Short exercise
Edit the material below so that every occurrence of "passing-network plot" reads "crowd-tracking dataset", and leave everything else unchanged.

Data extract
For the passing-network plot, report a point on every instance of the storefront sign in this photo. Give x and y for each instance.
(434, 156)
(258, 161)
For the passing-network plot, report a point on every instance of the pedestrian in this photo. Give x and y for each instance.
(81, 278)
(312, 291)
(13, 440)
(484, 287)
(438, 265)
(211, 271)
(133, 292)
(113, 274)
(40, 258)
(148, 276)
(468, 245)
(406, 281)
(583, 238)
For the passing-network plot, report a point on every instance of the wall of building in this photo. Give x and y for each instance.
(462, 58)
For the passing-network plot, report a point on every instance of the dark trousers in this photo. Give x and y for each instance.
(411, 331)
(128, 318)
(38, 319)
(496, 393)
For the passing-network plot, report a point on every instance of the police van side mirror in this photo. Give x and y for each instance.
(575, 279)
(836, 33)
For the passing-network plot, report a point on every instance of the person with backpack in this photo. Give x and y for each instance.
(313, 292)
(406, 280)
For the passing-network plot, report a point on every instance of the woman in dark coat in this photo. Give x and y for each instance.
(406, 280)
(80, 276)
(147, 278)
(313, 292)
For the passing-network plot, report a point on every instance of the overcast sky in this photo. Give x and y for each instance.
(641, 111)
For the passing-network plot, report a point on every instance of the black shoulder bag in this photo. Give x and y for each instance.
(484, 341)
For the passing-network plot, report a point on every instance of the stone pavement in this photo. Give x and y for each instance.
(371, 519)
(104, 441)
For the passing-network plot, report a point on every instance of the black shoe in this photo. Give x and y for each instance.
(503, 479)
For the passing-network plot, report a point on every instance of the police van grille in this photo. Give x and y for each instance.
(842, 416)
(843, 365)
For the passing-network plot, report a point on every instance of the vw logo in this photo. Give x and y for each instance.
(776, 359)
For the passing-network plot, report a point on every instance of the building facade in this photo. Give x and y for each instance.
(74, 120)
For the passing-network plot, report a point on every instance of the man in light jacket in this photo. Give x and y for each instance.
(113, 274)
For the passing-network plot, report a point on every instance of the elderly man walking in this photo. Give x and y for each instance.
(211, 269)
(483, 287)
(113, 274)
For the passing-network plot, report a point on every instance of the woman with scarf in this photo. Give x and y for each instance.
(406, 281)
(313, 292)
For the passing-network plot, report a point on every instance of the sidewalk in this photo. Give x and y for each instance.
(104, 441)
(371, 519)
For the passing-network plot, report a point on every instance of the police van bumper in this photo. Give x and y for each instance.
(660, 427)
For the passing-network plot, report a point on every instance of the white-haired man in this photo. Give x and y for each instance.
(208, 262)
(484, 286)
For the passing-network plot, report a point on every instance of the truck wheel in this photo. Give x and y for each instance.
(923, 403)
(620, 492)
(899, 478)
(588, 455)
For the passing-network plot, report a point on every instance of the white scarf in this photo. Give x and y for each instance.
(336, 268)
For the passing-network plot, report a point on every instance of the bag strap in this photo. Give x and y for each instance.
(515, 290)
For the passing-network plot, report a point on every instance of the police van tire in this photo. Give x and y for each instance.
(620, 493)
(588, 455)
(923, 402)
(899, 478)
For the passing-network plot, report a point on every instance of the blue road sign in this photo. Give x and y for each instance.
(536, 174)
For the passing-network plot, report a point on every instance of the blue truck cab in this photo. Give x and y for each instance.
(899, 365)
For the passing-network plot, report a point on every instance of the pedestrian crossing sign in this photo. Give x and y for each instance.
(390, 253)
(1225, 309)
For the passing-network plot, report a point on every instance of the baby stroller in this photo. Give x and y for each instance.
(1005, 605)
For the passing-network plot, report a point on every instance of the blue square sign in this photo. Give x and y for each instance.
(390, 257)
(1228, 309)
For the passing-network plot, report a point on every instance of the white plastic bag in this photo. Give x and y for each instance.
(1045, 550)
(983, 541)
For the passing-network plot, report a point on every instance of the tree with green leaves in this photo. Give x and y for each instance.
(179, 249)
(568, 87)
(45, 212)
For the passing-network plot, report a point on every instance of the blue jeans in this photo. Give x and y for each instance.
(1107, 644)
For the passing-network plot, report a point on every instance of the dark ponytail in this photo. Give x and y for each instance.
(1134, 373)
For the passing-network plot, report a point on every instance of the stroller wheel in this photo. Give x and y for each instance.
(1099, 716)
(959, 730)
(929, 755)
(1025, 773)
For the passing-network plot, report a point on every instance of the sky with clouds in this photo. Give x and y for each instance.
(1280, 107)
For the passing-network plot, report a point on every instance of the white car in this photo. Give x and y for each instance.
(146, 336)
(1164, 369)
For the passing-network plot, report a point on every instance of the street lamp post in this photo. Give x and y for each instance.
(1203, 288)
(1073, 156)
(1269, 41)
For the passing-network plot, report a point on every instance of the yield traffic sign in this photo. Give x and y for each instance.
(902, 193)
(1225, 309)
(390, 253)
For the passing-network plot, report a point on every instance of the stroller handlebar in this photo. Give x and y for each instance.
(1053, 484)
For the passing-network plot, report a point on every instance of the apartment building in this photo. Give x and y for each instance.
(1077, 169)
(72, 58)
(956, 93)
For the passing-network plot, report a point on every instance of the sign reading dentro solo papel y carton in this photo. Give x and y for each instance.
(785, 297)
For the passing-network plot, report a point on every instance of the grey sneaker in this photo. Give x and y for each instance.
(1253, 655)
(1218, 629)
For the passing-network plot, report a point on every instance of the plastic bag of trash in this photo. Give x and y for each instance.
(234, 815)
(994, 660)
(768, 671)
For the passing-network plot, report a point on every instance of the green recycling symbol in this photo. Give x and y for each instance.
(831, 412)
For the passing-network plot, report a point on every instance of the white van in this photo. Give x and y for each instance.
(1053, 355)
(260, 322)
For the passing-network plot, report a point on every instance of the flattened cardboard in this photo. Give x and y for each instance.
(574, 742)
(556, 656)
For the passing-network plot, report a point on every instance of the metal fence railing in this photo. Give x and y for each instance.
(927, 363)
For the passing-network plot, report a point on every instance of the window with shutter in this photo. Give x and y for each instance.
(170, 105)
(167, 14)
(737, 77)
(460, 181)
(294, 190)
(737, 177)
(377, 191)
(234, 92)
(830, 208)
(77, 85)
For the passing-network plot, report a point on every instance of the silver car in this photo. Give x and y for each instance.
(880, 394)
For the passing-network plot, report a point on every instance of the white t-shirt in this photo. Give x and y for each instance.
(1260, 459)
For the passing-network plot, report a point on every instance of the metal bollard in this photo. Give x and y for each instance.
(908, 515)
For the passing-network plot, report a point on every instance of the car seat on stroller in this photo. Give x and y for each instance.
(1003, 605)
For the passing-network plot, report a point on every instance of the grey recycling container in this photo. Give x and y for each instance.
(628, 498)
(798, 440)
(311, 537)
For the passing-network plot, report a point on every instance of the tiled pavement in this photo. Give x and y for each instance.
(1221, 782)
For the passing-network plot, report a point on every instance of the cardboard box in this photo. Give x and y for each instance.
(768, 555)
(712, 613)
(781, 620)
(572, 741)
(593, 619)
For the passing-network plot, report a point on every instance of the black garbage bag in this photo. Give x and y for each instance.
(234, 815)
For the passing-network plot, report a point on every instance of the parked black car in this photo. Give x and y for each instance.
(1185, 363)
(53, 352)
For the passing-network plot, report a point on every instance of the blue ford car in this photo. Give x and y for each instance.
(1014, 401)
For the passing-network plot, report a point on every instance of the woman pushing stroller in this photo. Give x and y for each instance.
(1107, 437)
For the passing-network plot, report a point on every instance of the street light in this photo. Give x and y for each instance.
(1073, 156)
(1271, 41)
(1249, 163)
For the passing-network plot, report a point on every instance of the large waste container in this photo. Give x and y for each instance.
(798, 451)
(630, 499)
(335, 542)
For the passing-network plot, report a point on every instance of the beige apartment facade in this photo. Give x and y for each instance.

Result
For the crowd-tracking dataset, report a point on every instance of the storefront sign in this photo. Give x and y for each instance.
(434, 156)
(258, 161)
For the crowd-tracking dataset, report a point on every instance of the pedestrian in this photo. Give x and y for each instance.
(81, 278)
(312, 291)
(13, 440)
(484, 287)
(438, 265)
(211, 271)
(133, 292)
(113, 274)
(40, 258)
(148, 276)
(468, 245)
(406, 281)
(583, 238)
For the crowd-tracking dataset, report a point on every instance of the wall of building in this photo. Give x and y for each instance.
(462, 58)
For the crowd-tracking dataset, report a point on every instance of the dark trousers in this photo. Give x and y for each instance.
(411, 331)
(128, 318)
(38, 319)
(496, 393)
For the crowd-tracking dataset, report a point on every instance of the police van side mirror in this photo. Give x and y for each instance.
(575, 279)
(836, 33)
For the crowd-tracking dataset, report a point on every instance of the person with backpack in this photo. Give x and y for each instance.
(313, 292)
(406, 280)
For the crowd-tracking dataset, report a point on every instance of the woman in dark coat in this photo. Give x and y for each instance.
(406, 280)
(80, 276)
(147, 278)
(313, 292)
For the crowd-tracking dataset, report a point on every instance of the overcast sky in this photo. Give x and y for each instance.
(641, 111)
For the crowd-tracking dataset, report a point on every instance of the black shoulder bag in this photo. Give x and y for each instance.
(484, 341)
For the crowd-tracking dataset, report a point on every instance of the stone pavement in this photo. Give x and y for each instance.
(371, 519)
(104, 441)
For the crowd-tracking dataset, report a point on every instance of the black shoe in this photo. Give x and y for each instance.
(503, 479)
For the crowd-tracking dataset, report a point on every instance of the police van grille in this photo. Give x and y for each instance.
(842, 416)
(843, 365)
For the crowd-tracking dataset, report a point on every instance of the vw logo in this photo. Give x and y for each instance.
(776, 359)
For the crowd-tracking dataset, report a point on every instance of the building facade in this photo. Give x and y for each instance.
(74, 120)
For the crowd-tracking dataset, report a point on every instance of the man in light jacket in this photo. Give x and y for each instance.
(113, 274)
For the crowd-tracking dataset, report a point on every instance of the elderly man walking in this photo. Give x and y for each instance.
(211, 269)
(483, 287)
(113, 274)
For the crowd-tracking dataset, report a point on every instance of the woman with scarf in this photo. Give x and y for each instance.
(406, 281)
(313, 292)
For the crowd-tracking dataset, report a point on every instance of the sidewalk in this photo. Give x and y for each instance.
(104, 441)
(371, 519)
For the crowd-tracking dataset, report a point on every instance of the police van bumper in this photo. Give x and y for each instance.
(660, 427)
For the crowd-tracking dataset, report a point on every instance of the white-haired man in this photo. Give x and y for each instance.
(208, 262)
(484, 286)
For the crowd-tracking dataset, report a point on every instance of the truck wheel in this photo. Give x and y for each instance.
(923, 403)
(620, 492)
(899, 478)
(588, 455)
For the crowd-tracking dataset, report a point on every instance of the white scarf in this photo. Give x and y for each instance.
(336, 268)
For the crowd-tracking dataset, report a point on every instance of the bag strap in this photo. Give x and y for each instance.
(515, 290)
For the crowd-tracking dataset, report a point on every instance of the police van tire in this photo. Give x and y for each instance.
(620, 493)
(588, 455)
(923, 402)
(899, 478)
For the crowd-tracking dataset, report a point on every instance of the blue road sign in this photo. Give x and y for each instance.
(536, 174)
For the crowd-tracking dataset, report a point on every instance of the blue truck cab in this photo. Give x and y for each instance.
(899, 365)
For the crowd-tracking dataset, report a point on every instance of the pedestrian crossing sign in this photo. Give x and y for each instance.
(390, 253)
(1225, 309)
For the crowd-tracking dataset, report a point on every instance of the baby stroller in this photo. Give x and y for each instance.
(1005, 605)
For the crowd-tracking dataset, report a point on every instance of the blue square sign in this photo. Give x and y for each instance.
(390, 257)
(1228, 309)
For the crowd-tracking dataset, report a point on every instance of the white plastic bag in this photo. Give x and y for each instance.
(1045, 550)
(983, 541)
For the crowd-tracking dataset, report a point on every instance of the tree with green leaves in this photo. Give x and y for each instance.
(179, 249)
(568, 87)
(45, 212)
For the crowd-tracking dataset, report a point on every instance of the blue jeans in this photo. Give x and y for each instance.
(1107, 644)
For the crowd-tracking dataset, report a point on every instance of the dark ponytail in this photo. Give x and y for each instance.
(1134, 373)
For the crowd-tracking dataset, report a point on every instance of the stroller wheel in this photo. Give x and y for each instance.
(1099, 716)
(959, 730)
(929, 755)
(1025, 773)
For the crowd-tracking dataset, report a point on every instance of the sky with clouds in this photo. Give x and y for each instance.
(1280, 107)
For the crowd-tracking dataset, report a point on every instance of the white car in this photo. Give x and y for each instance.
(146, 336)
(1164, 369)
For the crowd-tracking dataset, report a point on every instance of the street lamp post in this photo. Give x and y for each instance.
(1203, 288)
(1073, 156)
(1269, 41)
For the crowd-tracking dataset, report a point on every instance of the yield traffic sign in this photo. Give x and y for each instance.
(902, 193)
(1225, 309)
(390, 253)
For the crowd-tracking dataset, report a point on every instance of the stroller handlebar in this photo. Give x and y for each instance.
(1053, 484)
For the crowd-tracking dataset, report a point on every instance of the apartment building in this photo. Give x and y for each instance.
(1077, 169)
(72, 58)
(956, 93)
For the crowd-tracking dataset, report a point on every instance of the sign reading dentro solo papel y carton in this photo. Give x and y for each instance.
(785, 297)
For the crowd-tracking dataset, report a point on every instance of the grey sneaker in this photo. Give x and y for each instance.
(1253, 655)
(1218, 629)
For the crowd-tracking dataset, report a point on every instance of the plastic bag of trash in this photo. Give x and y for each instance.
(234, 815)
(994, 660)
(768, 671)
For the crowd-tracking dataset, report a point on every instance of the green recycling symbol in this photo. Give x and y for each instance.
(831, 412)
For the crowd-tracking dataset, report a point on every instance of the white van in this photo. Give x and y for each instance.
(1053, 355)
(260, 322)
For the crowd-tracking dataset, report a point on every instance of the flattened cardboard in this photo. Give x and y for each instance.
(574, 742)
(556, 656)
For the crowd-tracking dataset, report a point on every instance of the metal fence railing in this photo. Give x and y for each instance.
(927, 363)
For the crowd-tracking dataset, report a point on every instance of the window with shutter in this photo. Give x and y for each instance.
(170, 105)
(167, 14)
(737, 77)
(460, 181)
(294, 190)
(737, 177)
(377, 191)
(234, 92)
(830, 208)
(77, 85)
For the crowd-tracking dataset, report a point on every instance of the silver car in this photo. Give x and y for each instance.
(880, 394)
For the crowd-tracking dataset, report a point on every instance of the white t-shirt in this photo. Give x and y for each instance.
(1260, 459)
For the crowd-tracking dataset, report a point on every instance of the metal bollard in this photo. Give x and y for each instance.
(908, 515)
For the crowd-tracking dataset, report a point on every instance of the car seat on stroller in this photo. Give x and y for each instance.
(1003, 605)
For the crowd-tracking dataset, report a point on every instance of the grey recycling container in this photo. Give x and y for each instance.
(628, 498)
(798, 440)
(311, 537)
For the crowd-tracking dataset, report a point on every instance of the tiled pavement in this photo. Give x and y for each instance.
(1221, 782)
For the crowd-tracking dataset, report a point on every instance of the cardboard box in this photo. Give x and y for each instance.
(768, 555)
(712, 613)
(781, 620)
(572, 741)
(593, 619)
For the crowd-tracking dataset, report a point on every instance of the black garbage bag in this photo. Give x and y for each instance.
(234, 815)
For the crowd-tracking dataset, report a point on every instance of the parked black car in this photo. Give x and y for each instance.
(1185, 363)
(53, 352)
For the crowd-tracking dataset, report a point on every instance of the blue ford car in this photo. Give x and y for each instance.
(1014, 401)
For the crowd-tracking dataset, report a point on every instance of the woman pushing stroller in this photo. Give x and y for each instance.
(1107, 437)
For the crowd-tracking dataset, report a point on every instance of the street light in this photo. Give x and y for each instance.
(1073, 156)
(1271, 41)
(1249, 163)
For the crowd-tracking dataset, report a point on every instance of the large waste container in this photo. Give x and y for each instance.
(798, 451)
(630, 499)
(335, 542)
For the crowd-tracking dataset, report a point on every instance of the beige apartment facade in this photo. Give x and y for each instance.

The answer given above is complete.